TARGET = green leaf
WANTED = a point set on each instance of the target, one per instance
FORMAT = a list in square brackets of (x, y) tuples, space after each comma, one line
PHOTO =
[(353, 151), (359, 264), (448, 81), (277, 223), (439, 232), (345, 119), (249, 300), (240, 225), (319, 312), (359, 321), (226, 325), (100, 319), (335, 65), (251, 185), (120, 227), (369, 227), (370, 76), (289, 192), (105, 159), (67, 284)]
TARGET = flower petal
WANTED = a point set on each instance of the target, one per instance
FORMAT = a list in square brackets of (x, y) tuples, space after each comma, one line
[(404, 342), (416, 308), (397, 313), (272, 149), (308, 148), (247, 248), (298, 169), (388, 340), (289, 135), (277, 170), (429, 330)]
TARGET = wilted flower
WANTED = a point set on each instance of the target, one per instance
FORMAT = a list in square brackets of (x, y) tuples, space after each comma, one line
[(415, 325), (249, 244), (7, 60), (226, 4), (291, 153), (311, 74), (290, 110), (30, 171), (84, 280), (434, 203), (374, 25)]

━━━━

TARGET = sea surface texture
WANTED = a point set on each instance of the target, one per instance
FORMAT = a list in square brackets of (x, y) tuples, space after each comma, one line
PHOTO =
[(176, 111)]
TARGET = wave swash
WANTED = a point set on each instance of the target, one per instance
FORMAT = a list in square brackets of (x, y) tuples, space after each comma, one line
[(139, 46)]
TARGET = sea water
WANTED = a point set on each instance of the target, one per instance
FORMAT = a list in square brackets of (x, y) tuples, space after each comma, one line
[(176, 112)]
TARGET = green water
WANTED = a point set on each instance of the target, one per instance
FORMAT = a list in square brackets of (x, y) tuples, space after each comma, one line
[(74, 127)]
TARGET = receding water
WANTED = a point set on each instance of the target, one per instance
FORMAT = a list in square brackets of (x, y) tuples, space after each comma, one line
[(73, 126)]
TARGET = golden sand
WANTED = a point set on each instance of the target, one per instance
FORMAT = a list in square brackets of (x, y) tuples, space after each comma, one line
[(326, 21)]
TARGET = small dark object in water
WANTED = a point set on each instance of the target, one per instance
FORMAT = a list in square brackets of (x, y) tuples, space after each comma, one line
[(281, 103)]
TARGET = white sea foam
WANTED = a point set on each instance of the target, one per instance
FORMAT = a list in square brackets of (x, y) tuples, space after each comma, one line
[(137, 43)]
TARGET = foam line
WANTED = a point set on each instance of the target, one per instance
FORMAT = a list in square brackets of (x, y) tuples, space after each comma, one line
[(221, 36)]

━━━━

The problem: Copy out the lines running from the one containing "TARGET = green water" through the one containing "[(221, 36)]", with both of those lines included.

Answer to this problem:
TARGET = green water
WANTED = a point set on each instance of the target, one per instance
FORMAT = a list in square brackets of (x, y) tuples, space after each comma, one line
[(74, 127)]
TARGET = receding water
WANTED = a point set on each instance of the target, one per instance
FORMAT = a list in square brackets of (x, y) tuples, space after each comma, one line
[(73, 126)]
TARGET = golden sand
WANTED = a point set on each instance of the target, one per instance
FORMAT = a list in square brackets of (x, y) tuples, space after each comma, one line
[(326, 21)]
TARGET = small dark object in water
WANTED = a point set on each instance of the target, one per instance
FORMAT = a list in square brackets of (x, y) tuples, space after each comma, one line
[(281, 103)]
TARGET = white sea foam
WANTED = a point set on each instance of the target, one per instance
FORMAT = a list in square brackets of (x, y) tuples, space after each comma, one line
[(137, 43)]
TARGET = foam line
WANTED = a point set on each instance of the target, one per instance
FORMAT = a list in square brackets of (x, y) tuples, space after each comma, one line
[(221, 36)]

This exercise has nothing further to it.